● **Consigne donnée 1**
Recopiez fidèlement le passage du texte sur la loi renseignement qui va de « Sans prétendre trancher » jusqu'à « légitimer ses actes ? » inclus.

● **Extrait du document**
......
Loi renseignement : que peut-on craindre ?

La loi renseignement crée un cadre pour l’action des services de renseignement en France. Mais c’est un cadre flou, donc trop permissif pour la police et dangereux pour les libertés. C’est l’idée générale qui se dégage des critiques présentées par les principaux opposants (Ligue des droits de l’homme, Quadrature du net etc…) le 1er juin, à la veille de l’examen du texte au Sénat, au cours d’une conférence de presse où étaient représentées de multiples organisations. 

Sans prétendre trancher ni avoir fait un tour complet de la question, cette alerte vise seulement à essayer de mieux comprendre les arguments de ceux que cette loi inquiète.

Première idée, on a beaucoup entendu le gouvernement employer des arguments du genre « faites-nous confiance ». Or un tel texte doit évidemment être évalué dans la pire des hypothèses : que pourrait en faire un futur gouvernement autoritaire pour légitimer ses actes ?

Perçue par l’opinion comme une loi destinée à lutter contre les terroristes, notamment les terroristes islamistes, c’est un texte nettement plus large, disent ces opposants.

Pour une partie d’entre eux, notamment les syndicalistes, c’est une loi qui peut être utilisée contre les mobilisations citoyennes ou syndicales et les manifestations en tout genre et légitimer la surveillance des syndicalistes. On connaît aussi les craintes des journalistes, notamment sur la protection de leurs sources.

Plusieurs intervenants, notamment les plus techniques, soulignent que ce texte donne aussi un cadre à l’action « offensive » des services pour « défendre et promouvoir » les intérêts français « à l’étranger ». A l’espionnage en somme. Et là, aucun recours ni surveillance des espions prévus. Cela créé à leur avis un vide juridique dangereux. On peut, à ce titre, expliquent-ils espionner impunément des Français à l’étranger. On pourrait même arguer du fait que Tweeter et Facebook sont « à l’étranger » pour refuser tout type de contrôle sur l’interception d’échanges entre deux Français en France utilisant Tweeter ou Facebook. La présidente d’Amnesty international France, par exemple, craint que des informations recueillies à l’étranger sur des personnes que l’organisation cherche à protéger ne puissent devenir par la suite une monnaie d’échange entre les services français et ceux du pays concerné.

Beaucoup d’aspects de la loi restent flous ou renvoyés à de futurs décrets d’application, expliquent d’autre part les opposants qui craignent le pire.
......
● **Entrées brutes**
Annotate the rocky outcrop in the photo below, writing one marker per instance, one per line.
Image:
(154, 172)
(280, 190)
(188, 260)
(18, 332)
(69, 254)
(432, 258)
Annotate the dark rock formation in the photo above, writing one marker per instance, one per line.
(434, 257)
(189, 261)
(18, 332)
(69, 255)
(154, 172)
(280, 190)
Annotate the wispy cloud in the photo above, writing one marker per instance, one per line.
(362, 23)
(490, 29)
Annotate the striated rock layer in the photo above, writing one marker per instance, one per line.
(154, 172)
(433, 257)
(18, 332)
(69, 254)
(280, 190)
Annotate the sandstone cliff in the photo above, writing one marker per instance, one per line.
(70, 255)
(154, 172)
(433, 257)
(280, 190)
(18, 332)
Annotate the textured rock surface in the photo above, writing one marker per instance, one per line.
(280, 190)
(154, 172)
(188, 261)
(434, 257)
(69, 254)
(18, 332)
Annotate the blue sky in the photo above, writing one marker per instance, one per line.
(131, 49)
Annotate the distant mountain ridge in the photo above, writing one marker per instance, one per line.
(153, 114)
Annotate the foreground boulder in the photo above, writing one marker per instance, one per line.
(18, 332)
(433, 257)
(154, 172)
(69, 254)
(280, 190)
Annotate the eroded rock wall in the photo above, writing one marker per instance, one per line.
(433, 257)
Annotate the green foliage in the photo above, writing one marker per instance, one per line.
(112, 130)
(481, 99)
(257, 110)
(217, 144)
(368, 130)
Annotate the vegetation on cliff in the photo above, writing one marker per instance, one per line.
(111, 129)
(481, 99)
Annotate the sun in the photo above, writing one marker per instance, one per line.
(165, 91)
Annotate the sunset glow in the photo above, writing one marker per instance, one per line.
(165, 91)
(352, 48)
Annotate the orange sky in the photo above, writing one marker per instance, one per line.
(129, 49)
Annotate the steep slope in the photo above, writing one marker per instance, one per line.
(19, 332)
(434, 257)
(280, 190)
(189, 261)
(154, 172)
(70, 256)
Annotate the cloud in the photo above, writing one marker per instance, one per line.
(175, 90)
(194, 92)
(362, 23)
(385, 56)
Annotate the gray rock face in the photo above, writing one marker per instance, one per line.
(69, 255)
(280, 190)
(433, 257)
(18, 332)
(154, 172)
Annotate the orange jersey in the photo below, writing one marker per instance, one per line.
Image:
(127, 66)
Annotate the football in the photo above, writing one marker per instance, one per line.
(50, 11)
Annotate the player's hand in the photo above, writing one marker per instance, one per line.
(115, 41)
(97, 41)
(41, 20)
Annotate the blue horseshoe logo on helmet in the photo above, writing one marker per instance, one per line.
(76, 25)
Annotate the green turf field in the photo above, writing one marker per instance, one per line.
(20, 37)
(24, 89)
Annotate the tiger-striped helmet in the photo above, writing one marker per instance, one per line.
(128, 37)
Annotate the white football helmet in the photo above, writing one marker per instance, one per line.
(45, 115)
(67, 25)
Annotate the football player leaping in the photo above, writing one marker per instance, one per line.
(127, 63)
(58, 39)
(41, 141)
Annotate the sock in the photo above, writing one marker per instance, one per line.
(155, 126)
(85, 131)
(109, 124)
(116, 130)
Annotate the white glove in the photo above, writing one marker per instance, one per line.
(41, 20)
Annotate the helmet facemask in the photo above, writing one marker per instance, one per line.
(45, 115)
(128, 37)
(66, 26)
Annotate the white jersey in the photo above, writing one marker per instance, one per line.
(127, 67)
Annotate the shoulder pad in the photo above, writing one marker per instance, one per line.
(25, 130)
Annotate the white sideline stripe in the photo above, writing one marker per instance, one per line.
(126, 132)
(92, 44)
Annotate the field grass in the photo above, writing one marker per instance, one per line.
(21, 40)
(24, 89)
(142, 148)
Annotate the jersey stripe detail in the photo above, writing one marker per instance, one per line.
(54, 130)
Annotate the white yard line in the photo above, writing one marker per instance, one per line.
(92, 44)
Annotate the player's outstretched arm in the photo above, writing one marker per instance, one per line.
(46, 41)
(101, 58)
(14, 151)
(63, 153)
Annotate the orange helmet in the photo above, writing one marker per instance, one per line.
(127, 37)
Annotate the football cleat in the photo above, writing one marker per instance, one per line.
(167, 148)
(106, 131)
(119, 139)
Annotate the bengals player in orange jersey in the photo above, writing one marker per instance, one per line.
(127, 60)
......
● **Consigne donnée 2**
Dans les entrées, remplacez « Annotate » par « Label » et redonnez les lignes depuis celle qui contient « Annotate the white yard » jusqu'à la fin des entrées incluse, sans rien modifier d'autre.

● **Réponse complète 1**
Sans prétendre trancher ni avoir fait un tour complet de la question, cette alerte vise seulement à essayer de mieux comprendre les arguments de ceux que cette loi inquiète.

Première idée, on a beaucoup entendu le gouvernement employer des arguments du genre « faites-nous confiance ». Or un tel texte doit évidemment être évalué dans la pire des hypothèses : que pourrait en faire un futur gouvernement autoritaire pour légitimer ses actes ?

● **Réponse complète 2**
Label the white yard line in the photo above, writing one marker per instance, one per line.
(92, 44)
Label the player's outstretched arm in the photo above, writing one marker per instance, one per line.
(46, 41)
(101, 58)
(14, 151)
(63, 153)
Label the orange helmet in the photo above, writing one marker per instance, one per line.
(127, 37)
Label the football cleat in the photo above, writing one marker per instance, one per line.
(167, 148)
(106, 131)
(119, 139)
Label the bengals player in orange jersey in the photo above, writing one marker per instance, one per line.
(127, 60)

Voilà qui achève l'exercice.